§ **PROBLEM TO SOLVE**
Could you print the lines below word for word, starting at the line that contains "For every instance of the crowd" and stopping after the line that contains "x=1054 y=239"?

§ **LISTED RECORDS**

%%

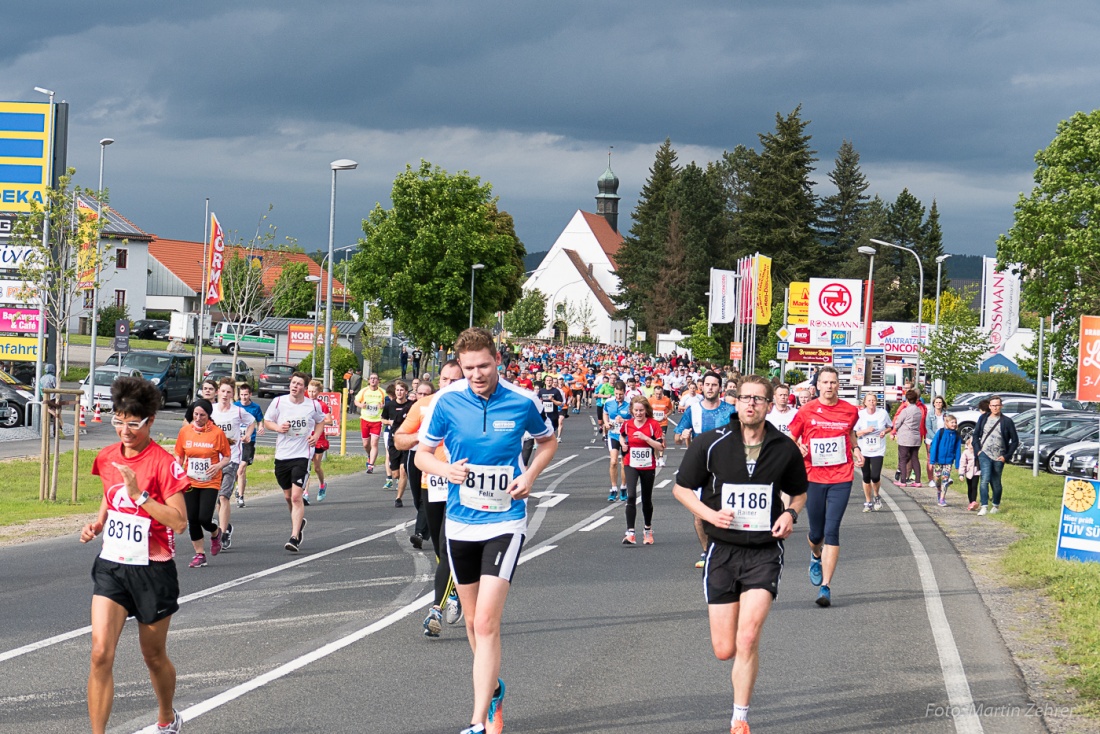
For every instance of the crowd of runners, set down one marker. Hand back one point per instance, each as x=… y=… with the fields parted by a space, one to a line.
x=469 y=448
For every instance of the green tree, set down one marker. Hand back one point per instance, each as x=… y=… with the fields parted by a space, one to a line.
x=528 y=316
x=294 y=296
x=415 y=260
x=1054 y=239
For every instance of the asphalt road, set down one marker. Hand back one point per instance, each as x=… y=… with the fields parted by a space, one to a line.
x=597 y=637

%%
%%

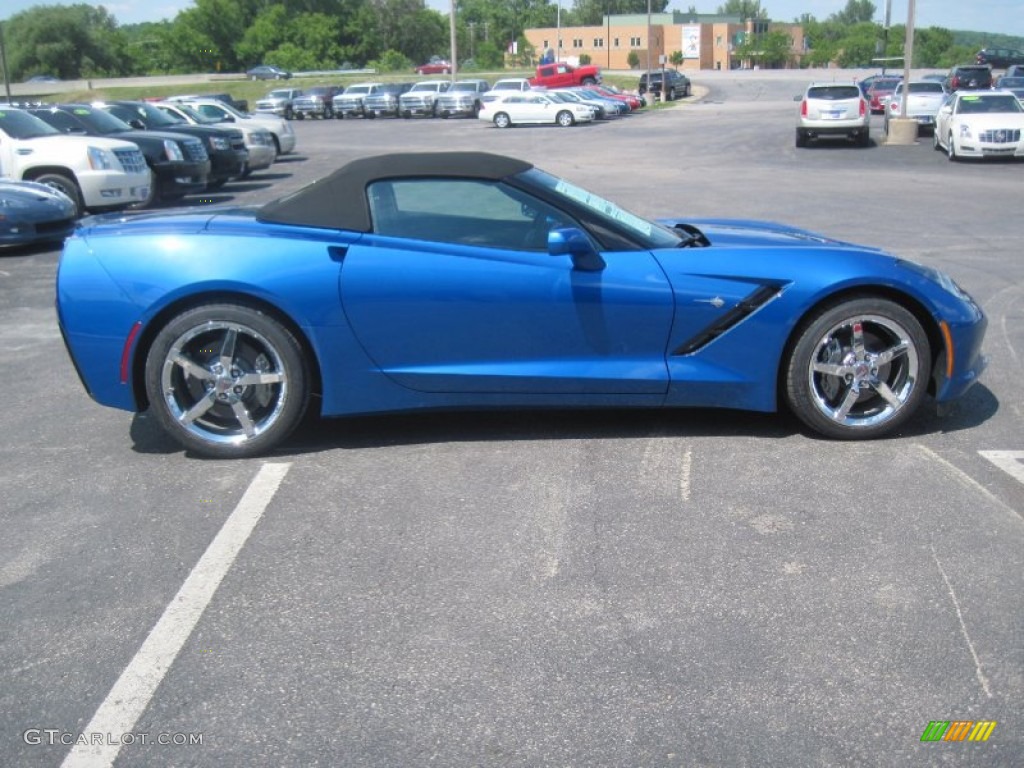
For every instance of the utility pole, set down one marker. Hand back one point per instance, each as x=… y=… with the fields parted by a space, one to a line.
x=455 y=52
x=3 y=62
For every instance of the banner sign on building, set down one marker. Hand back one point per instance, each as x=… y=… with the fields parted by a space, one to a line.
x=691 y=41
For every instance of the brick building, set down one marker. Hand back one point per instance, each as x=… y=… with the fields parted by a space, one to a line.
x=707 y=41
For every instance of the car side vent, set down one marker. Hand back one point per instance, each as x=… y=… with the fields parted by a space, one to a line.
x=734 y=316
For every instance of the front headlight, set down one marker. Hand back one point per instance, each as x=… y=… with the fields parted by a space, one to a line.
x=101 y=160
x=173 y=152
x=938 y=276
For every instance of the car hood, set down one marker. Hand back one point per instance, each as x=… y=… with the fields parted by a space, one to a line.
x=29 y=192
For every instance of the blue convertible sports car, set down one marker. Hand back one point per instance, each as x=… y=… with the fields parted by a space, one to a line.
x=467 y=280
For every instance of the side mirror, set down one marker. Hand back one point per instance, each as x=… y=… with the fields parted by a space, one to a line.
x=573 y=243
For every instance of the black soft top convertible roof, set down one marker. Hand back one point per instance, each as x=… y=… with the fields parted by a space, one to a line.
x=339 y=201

%%

§ **RESPONSE**
For every instance of the crowd of runners, set down one marker. Hand back one point per instance, each as x=… y=… with the fields parted by a space, one to a line.
x=469 y=448
For every instance of the green tree, set down one marker. Hand back one point per instance, each as x=… y=… with the fields parted by a space, one to a line.
x=528 y=316
x=294 y=296
x=415 y=260
x=1054 y=239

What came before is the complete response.